🧠 Note: Anatomical diagrams of the pons are often displayed inverted compared to radiological (CT/MRI) orientation - except as shown below.
This distinction is important when correlating anatomy with clinical findings or interpreting imaging.
🌉 Introduction
- 🩸 Pontine strokes are most often lacunar infarcts due to occlusion of small penetrating arteries from the basilar trunk.
- 📈 Common risk factors include age, hypertension, diabetes, and atherosclerosis.
- ⚠️ Bilateral lesions are uncommon but can occur with basilar artery occlusion - potentially devastating with “locked-in” presentation.
🧬 Aetiology
- 🎯 Usually small-vessel occlusion of penetrating branches of the basilar artery → unilateral pontine infarcts.
- 🫀 Basilar occlusion at the origins of perforators → possible bilateral pontine infarction.
- 🔄 Shared risk factors with other small-vessel strokes: hypertension, diabetes, ageing, and lipohyalinosis.
- 🚫 Large-vessel infarcts (basilar atherothrombosis, embolism) → wider territory infarction ± coma.
- 💧 Oedema near 4th ventricle may obstruct CSF flow → acute hydrocephalus requiring ventricular drainage.

▶ **REQUIREMENT**
Copy out everything in the pontine stroke notes from "- ⚠️ Bilateral" down to "ageing, and lipohyalinosis.", substituting "high blood pressure" for "hypertension".

▶ **SOURCE INFORMATION**
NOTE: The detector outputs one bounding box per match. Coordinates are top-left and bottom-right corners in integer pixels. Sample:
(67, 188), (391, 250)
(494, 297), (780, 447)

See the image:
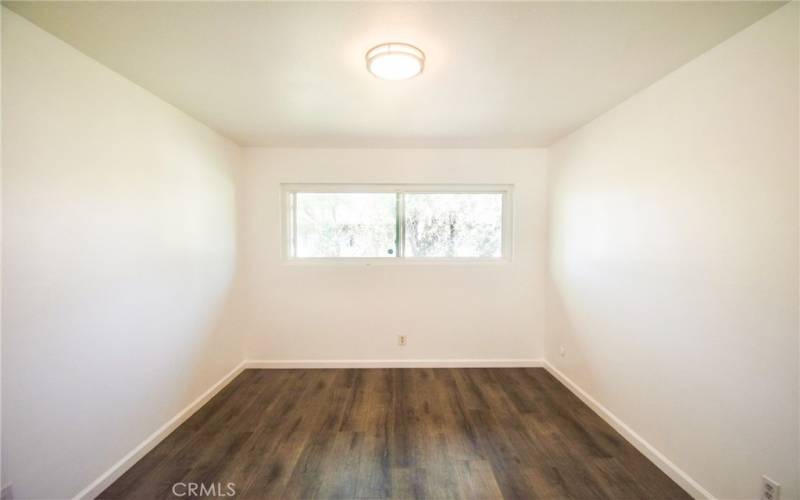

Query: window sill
(283, 257), (511, 267)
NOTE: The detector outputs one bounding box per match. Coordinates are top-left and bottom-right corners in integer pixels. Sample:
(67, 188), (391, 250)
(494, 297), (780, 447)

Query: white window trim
(281, 183), (514, 266)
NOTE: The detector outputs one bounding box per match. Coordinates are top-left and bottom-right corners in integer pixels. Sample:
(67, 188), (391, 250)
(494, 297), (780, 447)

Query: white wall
(546, 3), (799, 499)
(241, 148), (547, 361)
(2, 8), (242, 498)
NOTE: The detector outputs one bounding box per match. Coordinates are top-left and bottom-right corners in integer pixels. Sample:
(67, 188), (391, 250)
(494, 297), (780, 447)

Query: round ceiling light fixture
(367, 42), (425, 80)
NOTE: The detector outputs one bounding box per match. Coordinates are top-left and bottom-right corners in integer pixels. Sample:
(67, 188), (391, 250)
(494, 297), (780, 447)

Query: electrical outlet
(761, 476), (781, 500)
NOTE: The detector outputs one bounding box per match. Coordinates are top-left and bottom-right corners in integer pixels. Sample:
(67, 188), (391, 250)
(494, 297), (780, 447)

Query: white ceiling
(5, 1), (781, 147)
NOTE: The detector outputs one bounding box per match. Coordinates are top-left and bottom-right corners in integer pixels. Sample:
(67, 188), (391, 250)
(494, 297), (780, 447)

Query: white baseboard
(543, 361), (715, 500)
(245, 359), (544, 369)
(74, 359), (544, 499)
(74, 359), (714, 500)
(74, 361), (246, 499)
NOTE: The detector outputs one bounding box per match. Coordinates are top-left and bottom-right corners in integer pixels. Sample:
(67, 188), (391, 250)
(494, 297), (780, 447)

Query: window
(283, 184), (511, 262)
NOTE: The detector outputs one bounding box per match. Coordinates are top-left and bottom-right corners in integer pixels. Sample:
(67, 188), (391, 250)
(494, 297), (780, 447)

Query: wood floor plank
(99, 368), (690, 500)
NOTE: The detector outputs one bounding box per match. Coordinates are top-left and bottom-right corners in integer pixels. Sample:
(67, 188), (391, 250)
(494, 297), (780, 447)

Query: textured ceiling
(5, 2), (781, 147)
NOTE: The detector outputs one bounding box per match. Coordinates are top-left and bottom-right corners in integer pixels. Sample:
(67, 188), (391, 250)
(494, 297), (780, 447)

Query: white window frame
(281, 183), (514, 266)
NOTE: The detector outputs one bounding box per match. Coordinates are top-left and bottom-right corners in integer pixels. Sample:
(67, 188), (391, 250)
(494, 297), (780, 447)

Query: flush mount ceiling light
(367, 42), (425, 80)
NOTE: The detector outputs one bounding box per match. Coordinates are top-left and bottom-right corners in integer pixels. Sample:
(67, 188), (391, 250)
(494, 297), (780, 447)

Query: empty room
(0, 0), (800, 500)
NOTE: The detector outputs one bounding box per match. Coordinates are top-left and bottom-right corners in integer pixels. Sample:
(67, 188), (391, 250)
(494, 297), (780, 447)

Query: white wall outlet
(761, 476), (781, 500)
(0, 484), (14, 500)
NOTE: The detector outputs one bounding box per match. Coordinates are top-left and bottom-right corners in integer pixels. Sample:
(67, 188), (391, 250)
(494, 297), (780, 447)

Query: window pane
(295, 193), (397, 257)
(405, 193), (503, 257)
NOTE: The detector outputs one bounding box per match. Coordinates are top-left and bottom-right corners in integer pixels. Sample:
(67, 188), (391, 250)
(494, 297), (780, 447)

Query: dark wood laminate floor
(101, 368), (689, 500)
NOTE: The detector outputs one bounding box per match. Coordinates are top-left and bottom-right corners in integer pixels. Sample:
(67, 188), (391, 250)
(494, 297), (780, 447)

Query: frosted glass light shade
(367, 43), (425, 80)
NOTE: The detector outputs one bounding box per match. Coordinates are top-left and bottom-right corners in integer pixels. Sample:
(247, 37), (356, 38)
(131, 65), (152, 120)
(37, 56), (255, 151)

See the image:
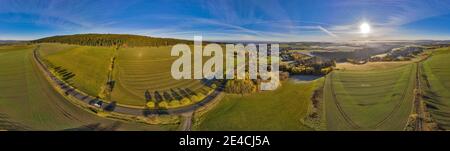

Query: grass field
(421, 48), (450, 130)
(0, 46), (165, 130)
(40, 44), (114, 96)
(112, 47), (210, 106)
(194, 80), (323, 130)
(324, 64), (416, 130)
(40, 44), (208, 107)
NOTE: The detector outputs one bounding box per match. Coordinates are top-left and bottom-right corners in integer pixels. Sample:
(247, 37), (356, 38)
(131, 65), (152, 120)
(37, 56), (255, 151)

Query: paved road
(33, 46), (223, 117)
(180, 112), (194, 131)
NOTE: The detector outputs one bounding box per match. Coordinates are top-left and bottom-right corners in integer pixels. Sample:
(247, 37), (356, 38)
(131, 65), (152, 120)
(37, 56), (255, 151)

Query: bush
(225, 80), (256, 94)
(180, 98), (191, 105)
(158, 101), (169, 109)
(211, 83), (217, 89)
(146, 101), (155, 108)
(191, 93), (205, 102)
(169, 100), (181, 108)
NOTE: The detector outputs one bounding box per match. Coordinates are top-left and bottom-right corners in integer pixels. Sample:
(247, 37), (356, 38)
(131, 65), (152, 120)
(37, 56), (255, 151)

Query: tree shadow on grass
(103, 101), (117, 112)
(63, 122), (122, 131)
(0, 113), (31, 131)
(155, 91), (163, 103)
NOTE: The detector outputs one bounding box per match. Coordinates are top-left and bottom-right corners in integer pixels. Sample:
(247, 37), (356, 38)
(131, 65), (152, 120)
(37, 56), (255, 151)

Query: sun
(359, 22), (370, 34)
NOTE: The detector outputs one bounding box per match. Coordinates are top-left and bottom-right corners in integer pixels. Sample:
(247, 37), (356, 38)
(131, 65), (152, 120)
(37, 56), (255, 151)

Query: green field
(0, 46), (165, 130)
(324, 64), (416, 130)
(112, 47), (209, 106)
(421, 48), (450, 130)
(40, 44), (114, 96)
(198, 80), (323, 130)
(40, 44), (213, 107)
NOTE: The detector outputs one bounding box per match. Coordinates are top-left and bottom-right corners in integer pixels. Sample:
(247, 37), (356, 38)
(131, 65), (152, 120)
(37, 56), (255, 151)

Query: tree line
(32, 34), (193, 47)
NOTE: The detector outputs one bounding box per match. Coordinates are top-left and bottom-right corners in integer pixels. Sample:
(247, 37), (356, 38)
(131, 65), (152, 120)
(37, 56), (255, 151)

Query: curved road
(33, 46), (223, 116)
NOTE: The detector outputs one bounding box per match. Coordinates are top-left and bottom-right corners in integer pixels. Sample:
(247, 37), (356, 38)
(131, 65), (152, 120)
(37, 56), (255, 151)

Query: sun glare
(359, 23), (370, 34)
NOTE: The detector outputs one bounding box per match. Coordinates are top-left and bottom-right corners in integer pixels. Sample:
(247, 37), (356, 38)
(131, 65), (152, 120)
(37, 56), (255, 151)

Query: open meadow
(197, 79), (323, 130)
(421, 47), (450, 130)
(324, 64), (416, 130)
(0, 45), (167, 130)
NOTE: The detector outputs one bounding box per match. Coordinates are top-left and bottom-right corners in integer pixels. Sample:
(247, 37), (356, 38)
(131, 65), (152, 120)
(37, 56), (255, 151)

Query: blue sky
(0, 0), (450, 41)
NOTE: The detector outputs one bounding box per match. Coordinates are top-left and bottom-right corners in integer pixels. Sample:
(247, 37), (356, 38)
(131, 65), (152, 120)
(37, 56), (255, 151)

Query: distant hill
(0, 40), (26, 44)
(32, 34), (193, 47)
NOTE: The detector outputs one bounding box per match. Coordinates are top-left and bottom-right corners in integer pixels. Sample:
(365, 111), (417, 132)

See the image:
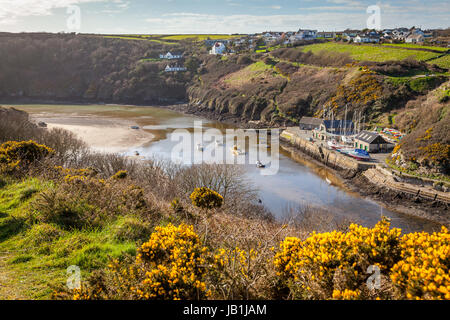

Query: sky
(0, 0), (450, 34)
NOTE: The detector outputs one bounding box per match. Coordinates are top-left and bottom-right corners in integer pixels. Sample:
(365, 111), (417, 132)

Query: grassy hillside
(389, 81), (450, 181)
(302, 42), (439, 62)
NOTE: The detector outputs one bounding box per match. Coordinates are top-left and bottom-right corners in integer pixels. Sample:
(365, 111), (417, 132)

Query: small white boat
(256, 160), (266, 168)
(348, 149), (372, 161)
(327, 140), (344, 150)
(230, 145), (245, 156)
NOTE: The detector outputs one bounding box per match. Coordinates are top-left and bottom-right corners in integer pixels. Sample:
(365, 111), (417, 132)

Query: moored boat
(348, 149), (371, 161)
(231, 145), (245, 156)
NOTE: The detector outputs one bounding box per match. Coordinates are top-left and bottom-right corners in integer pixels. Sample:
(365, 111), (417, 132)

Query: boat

▶ **YOUR RESPONSE**
- ⚠️ Bilateral lesions are uncommon but can occur with basilar artery occlusion - potentially devastating with “locked-in” presentation.
🧬 Aetiology
- 🎯 Usually small-vessel occlusion of penetrating branches of the basilar artery → unilateral pontine infarcts.
- 🫀 Basilar occlusion at the origins of perforators → possible bilateral pontine infarction.
- 🔄 Shared risk factors with other small-vessel strokes: high blood pressure, diabetes, ageing, and lipohyalinosis.